EXCERPT TO READ>
`'Gladiator' was a unique experience because the script that they had was so bad - it was just so bad,` Crowe said on `The Tonight Show.` He didn't elaborate on just what was missing from it, but he did explain how he eventually came around.
`The producer did not know I was able to already get a copy, but the thing he said was, 'I don't want to send you the document we have because you won't respond to it. But I want to encourage you to have a meeting with Ridley Scott,` Crowe recalled. `'And here's the thing I want you to think about: It's 180 A.D. You're a Roman general. And you're being directed by Ridley Scott.' Just think about that!`
Crowe described that Scott, who had already directed `Alien,` `Blade Runner` and `Thelma & Louise` up to that point to name a few, had demonstrated to him the `mathematics` of how to shoot the entire Colosseum without building the whole replica and filling in the rest with CGI. And though he didn't know the hit it would be at the time, he left the `Gladiator` set knowing it could be something great.

PROBLEM>
Answer these questions from the Gladiator text:
(a) On which show did Crowe say the script was bad?
(b) What year did the producer ask Crowe to picture?
(c) What did Scott show Crowe how to shoot without building a full replica?
The items that come after this text can be left aside.

EXTRACTED DATA>
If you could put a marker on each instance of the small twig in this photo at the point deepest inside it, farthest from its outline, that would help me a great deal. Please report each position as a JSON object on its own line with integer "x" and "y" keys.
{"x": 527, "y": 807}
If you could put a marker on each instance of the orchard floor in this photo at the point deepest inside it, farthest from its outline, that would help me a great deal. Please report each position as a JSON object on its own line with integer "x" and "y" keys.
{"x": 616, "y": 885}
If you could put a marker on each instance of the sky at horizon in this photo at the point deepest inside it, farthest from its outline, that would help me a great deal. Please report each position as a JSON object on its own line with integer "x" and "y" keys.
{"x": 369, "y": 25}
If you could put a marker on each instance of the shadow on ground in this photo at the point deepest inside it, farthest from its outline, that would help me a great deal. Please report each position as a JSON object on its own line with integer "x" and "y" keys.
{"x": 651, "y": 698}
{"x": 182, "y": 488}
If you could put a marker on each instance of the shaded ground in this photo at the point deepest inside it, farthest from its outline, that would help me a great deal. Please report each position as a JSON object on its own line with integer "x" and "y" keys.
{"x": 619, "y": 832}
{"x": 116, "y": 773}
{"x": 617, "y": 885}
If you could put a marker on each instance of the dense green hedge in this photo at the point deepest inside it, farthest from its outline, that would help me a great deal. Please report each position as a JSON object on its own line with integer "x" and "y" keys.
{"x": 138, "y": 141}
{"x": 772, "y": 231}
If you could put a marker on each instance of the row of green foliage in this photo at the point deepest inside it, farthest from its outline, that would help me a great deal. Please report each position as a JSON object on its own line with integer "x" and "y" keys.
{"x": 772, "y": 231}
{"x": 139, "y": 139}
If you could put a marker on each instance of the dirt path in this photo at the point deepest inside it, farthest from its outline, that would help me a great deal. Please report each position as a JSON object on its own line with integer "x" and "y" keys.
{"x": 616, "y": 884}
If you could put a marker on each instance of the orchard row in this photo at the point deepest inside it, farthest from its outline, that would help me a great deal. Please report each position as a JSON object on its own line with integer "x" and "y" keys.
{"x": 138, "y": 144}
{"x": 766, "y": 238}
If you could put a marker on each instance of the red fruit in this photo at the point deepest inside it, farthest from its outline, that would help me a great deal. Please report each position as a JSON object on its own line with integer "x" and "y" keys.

THE RESPONSE>
(a) The Tonight Show
(b) 180 A.D.
(c) The entire Colosseum, with the rest filled in using CGI